=== Extracted text ===
........

Preventing the Flu
While the bird flu may be getting most of the media attention these days, good old-fashioned influenza, or "the flu," does far more damage every year. This common illness is frustrating at best, deadly at worst. But even if there is not a cure for this familiar foe, you can protect yourself from the flu.
The Types of Flu
Three types of influenza viruses -- influenza A, B, and C -- cause the flu. Type A viruses cause the most problems -- they are responsible for worldwide influenza pandemics. Type B influenza viruses cause smaller outbreaks, and type C viruses (which are much less common) cause mild symptoms. The A and B types of viruses are constantly changing, while C viruses are fairly stable.
Flu Infection Information
An influenza virus is spread much like a cold virus; you can get one either by inhaling an airborne droplet from an infected person's cough or sneeze or by touching something (doorknob, computer keyboard, phone, eating utensil, etc.) that has an influenza virus on it (one can live for several hours on an inanimate object). And because infected people are contagious for a day or two before showing any symptoms, many carriers are completely unaware they are sharing an influenza virus.
What makes this infection such a big deal? According to the Centers for Disease Control, the flu kills 36,000 people in the United States every year. The deaths are primarily in the elderly or those who have underlying heart, lung, liver, or kidney disease.
You'll develop symptoms within 72 hours of being exposed to an influenza virus. Although symptoms can mimic a bad cold, there are some definite differences. Classic signs that you have the flu are those notorious muscle aches; a fever, which usually ranges from 101 degrees to 103 degrees Fahrenheit in adults and higher in children; chills; a dry cough; and extreme fatigue.
These symptoms will accompany coldlike problems, such as a runny and stuffy nose, a headache, and a sore throat. Some people with the flu might experience vomiting and nausea. It usually takes a week to ten days to fully recover.
Because the flu is a virus, it can't be treated with antibiotics, but there are some prescription antiviral drugs that can shorten the time you're sick. You can also treat your symptoms with over-the-counter medicines such as acetaminophen and cough suppressants. (Avoid giving aspirin to children because of the possible risk of Reye's syndrome.)

........

=== Data supplied ===
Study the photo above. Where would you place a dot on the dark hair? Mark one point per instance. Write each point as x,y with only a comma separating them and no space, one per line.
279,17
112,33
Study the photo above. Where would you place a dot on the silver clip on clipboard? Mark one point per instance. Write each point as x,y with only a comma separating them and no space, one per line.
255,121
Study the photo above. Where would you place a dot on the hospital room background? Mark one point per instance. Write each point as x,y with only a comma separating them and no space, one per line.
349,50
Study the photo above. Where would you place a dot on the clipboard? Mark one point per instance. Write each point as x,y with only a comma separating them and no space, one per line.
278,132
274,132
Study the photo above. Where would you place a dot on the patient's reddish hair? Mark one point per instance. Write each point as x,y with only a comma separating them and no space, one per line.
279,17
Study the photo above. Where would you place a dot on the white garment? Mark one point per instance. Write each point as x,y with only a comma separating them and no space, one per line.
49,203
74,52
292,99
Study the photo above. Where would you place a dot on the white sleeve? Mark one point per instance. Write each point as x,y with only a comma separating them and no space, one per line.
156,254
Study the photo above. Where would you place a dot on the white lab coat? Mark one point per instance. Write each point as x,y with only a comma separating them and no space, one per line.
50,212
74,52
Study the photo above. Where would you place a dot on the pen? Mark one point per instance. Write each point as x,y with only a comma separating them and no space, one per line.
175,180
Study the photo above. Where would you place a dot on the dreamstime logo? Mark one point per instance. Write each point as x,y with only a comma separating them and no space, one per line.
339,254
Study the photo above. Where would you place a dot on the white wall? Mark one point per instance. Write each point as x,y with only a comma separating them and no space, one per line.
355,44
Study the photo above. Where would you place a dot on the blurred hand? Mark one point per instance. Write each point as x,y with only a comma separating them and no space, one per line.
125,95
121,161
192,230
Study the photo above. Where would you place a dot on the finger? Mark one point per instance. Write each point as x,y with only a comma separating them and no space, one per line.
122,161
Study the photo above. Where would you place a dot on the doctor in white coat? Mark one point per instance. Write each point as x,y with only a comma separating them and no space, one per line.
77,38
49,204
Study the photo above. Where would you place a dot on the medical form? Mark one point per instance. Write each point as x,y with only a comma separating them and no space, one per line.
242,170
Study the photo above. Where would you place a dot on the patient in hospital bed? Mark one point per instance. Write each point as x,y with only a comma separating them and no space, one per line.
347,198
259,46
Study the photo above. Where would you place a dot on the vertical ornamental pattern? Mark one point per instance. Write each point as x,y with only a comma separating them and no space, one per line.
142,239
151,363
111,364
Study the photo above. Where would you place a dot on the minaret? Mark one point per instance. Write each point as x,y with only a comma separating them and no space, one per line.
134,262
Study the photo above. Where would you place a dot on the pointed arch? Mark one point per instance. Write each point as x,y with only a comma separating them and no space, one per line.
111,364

........

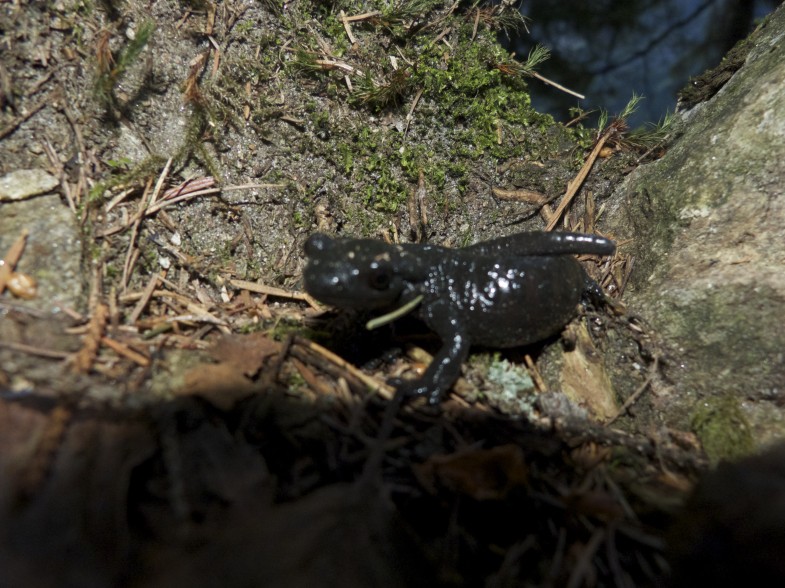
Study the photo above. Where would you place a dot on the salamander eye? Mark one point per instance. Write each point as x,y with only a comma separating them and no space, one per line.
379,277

........

=== Task 1 ===
Answer from the text on preventing the flu:
(a) Which type of influenza virus is responsible for worldwide pandemics?
(b) How long can an influenza virus live on an inanimate object?
(c) How long does full recovery from the flu usually take?
=== Task 2 ===
Resume the text on preventing the flu, picking up after its last sentence.
The items are separate material and have nothing to do with the flu text.

=== Response box 1 ===
(a) Type A.
(b) Several hours.
(c) A week to ten days.

=== Response box 2 ===
The flu can lead to more serious illnesses, like pneumonia, so if you start experiencing troubling symptoms that get worse after you start feeling better, be sure to tell your physician.
Who's at Risk for the Flu?
Anyone can get the flu, but those most at risk of having complications are the elderly, young children (especially those 6 months old to 23 months old), pregnant women, people who have chronic heart or lung conditions or other serious diseases, and those who have weakened immune systems.
Defensive Measures Against the Flu
The best way you can protect yourself from the flu is to get a vaccination every year. Influenza viruses are constantly changing, so the strain of virus you were protected against last year is not likely the same strain striking this year. Get a flu shot at the very beginning of flu season (in October or November) so your immunity peaks when influenza outbreaks do (generally late December to mid-March). However, even getting vaccinated in December or January will provide some protection.
Flu shots are highly recommended for people who are at high risk of contracting influenza or of having severe complications. Talk with your physician if you think you fall into one of these groups.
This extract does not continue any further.